(Collected data)
▬▬▬

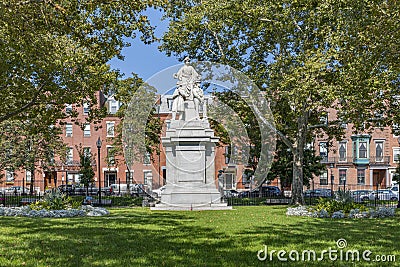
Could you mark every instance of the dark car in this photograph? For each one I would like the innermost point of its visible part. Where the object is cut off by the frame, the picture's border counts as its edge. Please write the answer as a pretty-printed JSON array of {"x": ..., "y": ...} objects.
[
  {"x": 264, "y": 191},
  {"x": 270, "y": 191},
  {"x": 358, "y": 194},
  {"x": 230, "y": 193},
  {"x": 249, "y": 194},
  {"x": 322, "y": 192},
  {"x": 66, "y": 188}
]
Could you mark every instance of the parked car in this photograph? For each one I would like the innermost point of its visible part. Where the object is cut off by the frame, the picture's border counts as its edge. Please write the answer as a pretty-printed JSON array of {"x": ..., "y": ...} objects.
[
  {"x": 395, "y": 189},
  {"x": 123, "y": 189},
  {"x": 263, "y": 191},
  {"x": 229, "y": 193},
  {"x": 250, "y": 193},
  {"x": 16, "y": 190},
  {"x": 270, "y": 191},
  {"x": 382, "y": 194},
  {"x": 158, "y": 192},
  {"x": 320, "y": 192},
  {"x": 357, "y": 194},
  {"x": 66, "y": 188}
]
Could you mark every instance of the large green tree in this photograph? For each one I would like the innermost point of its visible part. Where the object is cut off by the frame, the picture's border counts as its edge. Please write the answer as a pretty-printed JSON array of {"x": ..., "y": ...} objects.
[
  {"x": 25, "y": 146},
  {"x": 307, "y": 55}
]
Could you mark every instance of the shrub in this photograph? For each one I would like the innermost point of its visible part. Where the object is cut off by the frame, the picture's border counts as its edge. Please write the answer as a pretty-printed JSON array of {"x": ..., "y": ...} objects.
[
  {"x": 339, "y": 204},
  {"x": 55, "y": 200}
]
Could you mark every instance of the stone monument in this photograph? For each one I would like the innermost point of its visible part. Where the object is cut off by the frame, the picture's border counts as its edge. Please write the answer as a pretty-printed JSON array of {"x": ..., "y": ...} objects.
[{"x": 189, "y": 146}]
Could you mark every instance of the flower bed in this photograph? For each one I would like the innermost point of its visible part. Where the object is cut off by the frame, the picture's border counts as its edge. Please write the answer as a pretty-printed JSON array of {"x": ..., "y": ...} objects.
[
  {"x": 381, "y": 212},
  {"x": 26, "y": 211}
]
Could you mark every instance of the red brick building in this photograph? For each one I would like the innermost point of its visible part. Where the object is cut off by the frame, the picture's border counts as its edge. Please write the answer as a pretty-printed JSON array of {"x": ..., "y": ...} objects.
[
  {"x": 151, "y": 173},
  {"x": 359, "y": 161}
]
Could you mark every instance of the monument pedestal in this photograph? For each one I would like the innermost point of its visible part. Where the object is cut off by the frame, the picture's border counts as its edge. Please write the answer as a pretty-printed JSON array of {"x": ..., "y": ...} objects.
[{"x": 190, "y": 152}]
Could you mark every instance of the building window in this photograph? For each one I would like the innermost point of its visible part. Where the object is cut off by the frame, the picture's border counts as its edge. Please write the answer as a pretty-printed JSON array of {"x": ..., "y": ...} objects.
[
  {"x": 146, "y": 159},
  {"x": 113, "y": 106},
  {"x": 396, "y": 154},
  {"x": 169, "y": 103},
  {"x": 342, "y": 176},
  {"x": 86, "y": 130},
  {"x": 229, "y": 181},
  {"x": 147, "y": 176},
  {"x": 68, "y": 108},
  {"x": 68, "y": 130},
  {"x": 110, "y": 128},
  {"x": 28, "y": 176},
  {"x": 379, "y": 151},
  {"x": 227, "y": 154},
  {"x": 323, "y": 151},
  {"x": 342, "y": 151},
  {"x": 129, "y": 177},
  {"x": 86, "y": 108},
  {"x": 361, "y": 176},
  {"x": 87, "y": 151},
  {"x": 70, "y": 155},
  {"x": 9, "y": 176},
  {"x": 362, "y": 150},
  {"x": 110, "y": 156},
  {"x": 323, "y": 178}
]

▬▬▬

* _WRITTEN REQUEST_
Update the stretch from the line containing "Could you mark every instance of the building" through the end of the entries by replacing "building window" with "apartment window", leaving everything else unchanged. Give back only those lines.

* _TASK OUTPUT_
Could you mark every instance of the apartment window in this photograph? For each one I would like the innermost point of its visible part. Where the object is cut off by the frame, the picture's border counts as its edge. Please write the answer as a pretty-printed JSON array of {"x": ..., "y": ...} objects.
[
  {"x": 146, "y": 159},
  {"x": 113, "y": 106},
  {"x": 396, "y": 154},
  {"x": 169, "y": 103},
  {"x": 342, "y": 176},
  {"x": 86, "y": 130},
  {"x": 229, "y": 181},
  {"x": 147, "y": 176},
  {"x": 68, "y": 108},
  {"x": 68, "y": 130},
  {"x": 110, "y": 128},
  {"x": 28, "y": 176},
  {"x": 379, "y": 151},
  {"x": 227, "y": 154},
  {"x": 323, "y": 151},
  {"x": 342, "y": 151},
  {"x": 129, "y": 177},
  {"x": 86, "y": 108},
  {"x": 361, "y": 176},
  {"x": 87, "y": 151},
  {"x": 70, "y": 155},
  {"x": 9, "y": 176},
  {"x": 362, "y": 150},
  {"x": 110, "y": 156},
  {"x": 323, "y": 178}
]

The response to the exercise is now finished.